» BRIEF:
Output nothing but the lines from the line with "Place one point on each instance of the unopened" through the end of the listing below, both ends included.

» TASK INPUT:
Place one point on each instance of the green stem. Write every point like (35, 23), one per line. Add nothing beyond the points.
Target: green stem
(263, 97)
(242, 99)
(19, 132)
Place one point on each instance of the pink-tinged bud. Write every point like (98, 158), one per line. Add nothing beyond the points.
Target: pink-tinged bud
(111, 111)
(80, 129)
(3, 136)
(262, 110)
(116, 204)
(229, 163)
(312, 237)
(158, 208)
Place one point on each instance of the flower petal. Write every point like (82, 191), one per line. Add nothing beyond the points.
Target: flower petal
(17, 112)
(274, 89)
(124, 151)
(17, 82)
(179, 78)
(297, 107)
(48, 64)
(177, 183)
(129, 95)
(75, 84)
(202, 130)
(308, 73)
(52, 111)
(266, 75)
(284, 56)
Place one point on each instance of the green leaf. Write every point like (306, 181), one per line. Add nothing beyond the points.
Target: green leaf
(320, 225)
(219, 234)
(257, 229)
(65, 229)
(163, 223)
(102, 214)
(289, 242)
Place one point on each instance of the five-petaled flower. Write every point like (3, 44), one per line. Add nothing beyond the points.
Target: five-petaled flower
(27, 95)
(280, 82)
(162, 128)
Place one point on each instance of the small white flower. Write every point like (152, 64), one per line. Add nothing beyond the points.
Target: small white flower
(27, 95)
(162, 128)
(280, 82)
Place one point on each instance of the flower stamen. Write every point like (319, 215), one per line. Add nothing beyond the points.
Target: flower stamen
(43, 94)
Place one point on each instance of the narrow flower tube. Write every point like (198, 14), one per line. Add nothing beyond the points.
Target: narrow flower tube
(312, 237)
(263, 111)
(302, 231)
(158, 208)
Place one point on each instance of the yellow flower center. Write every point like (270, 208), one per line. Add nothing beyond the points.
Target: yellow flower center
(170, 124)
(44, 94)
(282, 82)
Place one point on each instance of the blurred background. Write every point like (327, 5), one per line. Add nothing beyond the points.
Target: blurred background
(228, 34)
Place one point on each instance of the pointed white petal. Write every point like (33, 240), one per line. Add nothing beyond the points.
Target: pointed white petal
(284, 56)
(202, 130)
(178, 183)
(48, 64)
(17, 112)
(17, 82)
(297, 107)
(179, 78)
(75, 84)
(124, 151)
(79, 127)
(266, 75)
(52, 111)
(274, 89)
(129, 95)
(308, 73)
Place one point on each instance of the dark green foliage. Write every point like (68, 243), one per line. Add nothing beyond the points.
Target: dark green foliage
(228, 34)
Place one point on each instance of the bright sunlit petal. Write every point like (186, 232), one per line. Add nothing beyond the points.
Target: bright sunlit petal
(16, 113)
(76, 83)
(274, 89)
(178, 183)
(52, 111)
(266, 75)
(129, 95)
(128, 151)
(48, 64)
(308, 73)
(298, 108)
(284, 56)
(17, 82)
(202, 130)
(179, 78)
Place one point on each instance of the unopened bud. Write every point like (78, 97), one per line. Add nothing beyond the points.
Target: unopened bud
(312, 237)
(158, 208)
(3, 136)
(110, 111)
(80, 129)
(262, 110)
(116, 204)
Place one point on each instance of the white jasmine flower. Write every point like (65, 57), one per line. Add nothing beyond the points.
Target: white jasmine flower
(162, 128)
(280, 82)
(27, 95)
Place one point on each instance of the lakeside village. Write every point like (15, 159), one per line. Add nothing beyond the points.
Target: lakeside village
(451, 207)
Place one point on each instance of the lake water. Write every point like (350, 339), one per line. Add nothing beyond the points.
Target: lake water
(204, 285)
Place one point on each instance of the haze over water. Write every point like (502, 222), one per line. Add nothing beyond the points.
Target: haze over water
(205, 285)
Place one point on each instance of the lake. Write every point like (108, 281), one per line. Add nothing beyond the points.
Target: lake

» RESPONSE:
Place one point on each instance of the unopened bud. Write every point like (78, 97), one per line. Add nothing beyond the points.
Target: unopened bud
(312, 237)
(158, 208)
(3, 136)
(110, 111)
(80, 129)
(262, 110)
(116, 204)
Place one point on each instance of the white jasmine flower. Write every point like (65, 57), one per line. Add nothing beyond the points.
Target: white jasmine flower
(162, 128)
(280, 82)
(27, 95)
Place one point on each instance of the lakeside village. Write every point like (15, 159), one per line. Add nothing beyond the points.
Target: lakeside village
(451, 207)
Place one point on each instance of the lake water. Write every point like (350, 339), one per line. Add nothing beyond the points.
Target: lake water
(204, 285)
Place one point on each instance of the haze over water. Write every point like (502, 222), one per line. Add nothing beyond the points.
Target: haze over water
(205, 285)
Place one point on each instance of the lake. Write every point like (108, 281), one per line. Add nothing beyond the points.
Target: lake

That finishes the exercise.